▸ **Page text**
=== Section Start ===
Saturday, February 2, 2019

Another Billionaire for President?


Another billionaire is offering to save the United States from its current political dysfunction.
It appears an occupational obsession that individuals, generally men, who have acquired great wealth in the business world are convinced they can lead us to some sort of nonpartisan nirvana.

The latest self-proclaimed wizard is Howard Schultz, the Brooklyn-born billionaire who built Starbucks into a worldwide dynamo.  He has announced consideration of a run for president in 2020 as an independent.

That should prompt most voters to immediately dismiss his candidacy as fantasy.  No independent candidate, i.e. an aspirant not the nominee of one of the two major parties, has ever won the presidency.  The last one to even receive electoral votes was George Wallace who racked up 46 in 1968, not enough to block Richard Nixon’s victory in the Electoral College. 

However, billionaires get a pass on rational thinking because of their apparent unlimited resources. Americans tend to be in awe of wealth even when they might question how it was accumulated.
=== Section End ===
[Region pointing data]
=== Section Start ===
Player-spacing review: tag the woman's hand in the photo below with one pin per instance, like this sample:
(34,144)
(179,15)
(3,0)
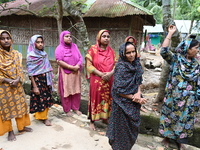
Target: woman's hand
(172,29)
(14,83)
(106,76)
(137,98)
(76,68)
(36,90)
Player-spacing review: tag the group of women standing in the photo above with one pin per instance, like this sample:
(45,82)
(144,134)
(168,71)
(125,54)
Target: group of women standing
(115,92)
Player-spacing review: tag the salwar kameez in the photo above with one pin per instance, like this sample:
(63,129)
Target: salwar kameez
(99,106)
(181,101)
(124,122)
(69,81)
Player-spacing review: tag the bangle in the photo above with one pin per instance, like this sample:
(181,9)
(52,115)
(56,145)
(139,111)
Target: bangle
(168,38)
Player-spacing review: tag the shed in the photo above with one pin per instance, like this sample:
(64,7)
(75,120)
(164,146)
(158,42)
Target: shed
(121,17)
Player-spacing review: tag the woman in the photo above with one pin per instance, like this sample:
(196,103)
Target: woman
(124,122)
(12,96)
(131,39)
(182,95)
(41,75)
(134,41)
(100,62)
(70,61)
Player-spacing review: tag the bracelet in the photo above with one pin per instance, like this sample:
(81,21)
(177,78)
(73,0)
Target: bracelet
(168,38)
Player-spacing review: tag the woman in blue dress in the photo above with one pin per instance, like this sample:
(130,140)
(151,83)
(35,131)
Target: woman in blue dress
(124,122)
(182,92)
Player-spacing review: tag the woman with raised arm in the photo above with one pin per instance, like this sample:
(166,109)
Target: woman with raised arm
(124,121)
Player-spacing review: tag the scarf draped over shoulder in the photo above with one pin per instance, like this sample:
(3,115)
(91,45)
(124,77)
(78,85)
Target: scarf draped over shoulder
(8,60)
(102,60)
(38,62)
(127,76)
(70,54)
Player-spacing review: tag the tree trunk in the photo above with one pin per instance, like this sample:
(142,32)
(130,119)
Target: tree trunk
(191,25)
(80,24)
(167,21)
(60,16)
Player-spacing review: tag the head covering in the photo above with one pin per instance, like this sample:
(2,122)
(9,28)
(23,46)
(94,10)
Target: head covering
(37,61)
(188,70)
(131,37)
(8,60)
(69,53)
(127,76)
(183,46)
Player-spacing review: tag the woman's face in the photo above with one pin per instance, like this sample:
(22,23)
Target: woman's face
(105,38)
(131,40)
(67,38)
(5,40)
(39,43)
(192,52)
(130,53)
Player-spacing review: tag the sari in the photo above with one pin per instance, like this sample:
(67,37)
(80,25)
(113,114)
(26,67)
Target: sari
(182,94)
(39,67)
(69,82)
(12,99)
(99,106)
(124,122)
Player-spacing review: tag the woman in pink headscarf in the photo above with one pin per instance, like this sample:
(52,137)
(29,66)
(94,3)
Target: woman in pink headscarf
(70,61)
(100,62)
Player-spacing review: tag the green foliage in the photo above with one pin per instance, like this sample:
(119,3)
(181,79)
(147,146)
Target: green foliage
(79,4)
(4,1)
(187,10)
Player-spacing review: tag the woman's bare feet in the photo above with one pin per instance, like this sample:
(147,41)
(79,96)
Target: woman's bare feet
(26,129)
(47,122)
(92,127)
(165,142)
(11,136)
(69,114)
(78,112)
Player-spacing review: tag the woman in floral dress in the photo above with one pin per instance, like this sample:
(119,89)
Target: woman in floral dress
(182,92)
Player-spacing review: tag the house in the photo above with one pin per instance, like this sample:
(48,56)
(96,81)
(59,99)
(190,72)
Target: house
(156,33)
(121,17)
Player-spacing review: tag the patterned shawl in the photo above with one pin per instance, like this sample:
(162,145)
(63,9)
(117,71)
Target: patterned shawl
(68,53)
(38,62)
(131,37)
(188,70)
(128,79)
(7,60)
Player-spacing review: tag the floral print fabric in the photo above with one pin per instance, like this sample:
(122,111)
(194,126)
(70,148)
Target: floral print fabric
(182,99)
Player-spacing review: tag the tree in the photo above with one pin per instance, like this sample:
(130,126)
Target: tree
(167,21)
(75,12)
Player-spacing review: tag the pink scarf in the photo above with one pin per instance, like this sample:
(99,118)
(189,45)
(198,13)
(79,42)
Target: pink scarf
(70,54)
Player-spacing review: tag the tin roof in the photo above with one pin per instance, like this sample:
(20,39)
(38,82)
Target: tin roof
=== Section End ===
▸ **Work instruction**
In the article about Howard Schultz, who was the last independent candidate to receive electoral votes, and how many did he get?

▸ **Exercise response**
George Wallace, who received 46 electoral votes in 1968.